[Source data]
((

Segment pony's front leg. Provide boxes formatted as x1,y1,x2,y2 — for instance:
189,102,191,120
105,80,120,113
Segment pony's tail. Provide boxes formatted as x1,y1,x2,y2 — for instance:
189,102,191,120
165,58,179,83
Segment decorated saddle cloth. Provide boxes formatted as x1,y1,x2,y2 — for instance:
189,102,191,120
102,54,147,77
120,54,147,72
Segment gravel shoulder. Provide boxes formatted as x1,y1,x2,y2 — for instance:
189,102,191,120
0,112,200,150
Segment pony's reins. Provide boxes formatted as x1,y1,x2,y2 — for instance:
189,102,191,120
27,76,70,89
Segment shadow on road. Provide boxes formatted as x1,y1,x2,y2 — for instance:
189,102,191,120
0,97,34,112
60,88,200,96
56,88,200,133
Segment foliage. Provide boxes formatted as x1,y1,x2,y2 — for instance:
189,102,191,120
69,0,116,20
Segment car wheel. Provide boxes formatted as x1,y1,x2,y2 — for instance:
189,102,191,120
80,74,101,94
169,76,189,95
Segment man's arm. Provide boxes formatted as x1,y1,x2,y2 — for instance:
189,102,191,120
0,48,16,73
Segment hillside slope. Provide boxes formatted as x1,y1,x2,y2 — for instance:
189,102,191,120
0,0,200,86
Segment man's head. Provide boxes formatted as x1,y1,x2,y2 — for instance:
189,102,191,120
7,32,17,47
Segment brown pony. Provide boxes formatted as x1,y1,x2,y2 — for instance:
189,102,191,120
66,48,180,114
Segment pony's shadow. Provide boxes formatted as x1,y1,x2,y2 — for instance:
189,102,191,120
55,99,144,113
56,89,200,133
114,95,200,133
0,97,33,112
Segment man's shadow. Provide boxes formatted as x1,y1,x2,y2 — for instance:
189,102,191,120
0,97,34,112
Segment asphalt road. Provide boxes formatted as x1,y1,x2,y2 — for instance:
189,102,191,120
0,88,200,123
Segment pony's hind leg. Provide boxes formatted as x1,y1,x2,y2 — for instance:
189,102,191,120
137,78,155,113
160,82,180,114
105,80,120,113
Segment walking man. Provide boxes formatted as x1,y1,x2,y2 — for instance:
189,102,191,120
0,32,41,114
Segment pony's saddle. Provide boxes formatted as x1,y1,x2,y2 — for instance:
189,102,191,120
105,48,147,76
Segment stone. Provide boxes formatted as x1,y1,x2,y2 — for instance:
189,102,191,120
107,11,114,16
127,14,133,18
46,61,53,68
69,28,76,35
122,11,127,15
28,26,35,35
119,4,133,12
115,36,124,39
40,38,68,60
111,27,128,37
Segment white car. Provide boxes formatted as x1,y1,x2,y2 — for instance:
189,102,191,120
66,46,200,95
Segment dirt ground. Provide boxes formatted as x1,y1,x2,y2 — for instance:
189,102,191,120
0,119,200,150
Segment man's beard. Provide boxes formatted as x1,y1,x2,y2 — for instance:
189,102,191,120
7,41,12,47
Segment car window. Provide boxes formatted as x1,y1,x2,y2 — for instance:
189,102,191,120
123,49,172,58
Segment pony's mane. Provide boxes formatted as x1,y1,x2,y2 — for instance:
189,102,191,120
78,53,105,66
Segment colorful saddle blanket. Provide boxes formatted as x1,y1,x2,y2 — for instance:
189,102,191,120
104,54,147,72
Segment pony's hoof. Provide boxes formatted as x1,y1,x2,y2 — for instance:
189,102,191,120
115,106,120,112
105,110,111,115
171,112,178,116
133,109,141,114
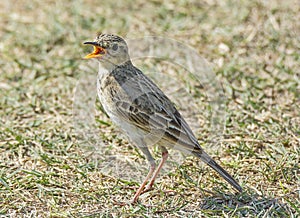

))

From the items above, pull out every line that contains the string "saddle".

> Expected output:
Segment decorated saddle cloth. Provide boxes formatted as x1,y1,x2,y2 — for instance:
Segment pony's saddle. Provide boxes formatted as x1,y1,x2,y2 — for instance:
Segment colorful saddle blanket. Provide boxes formatted as x1,y1,x2,y2 — for instance:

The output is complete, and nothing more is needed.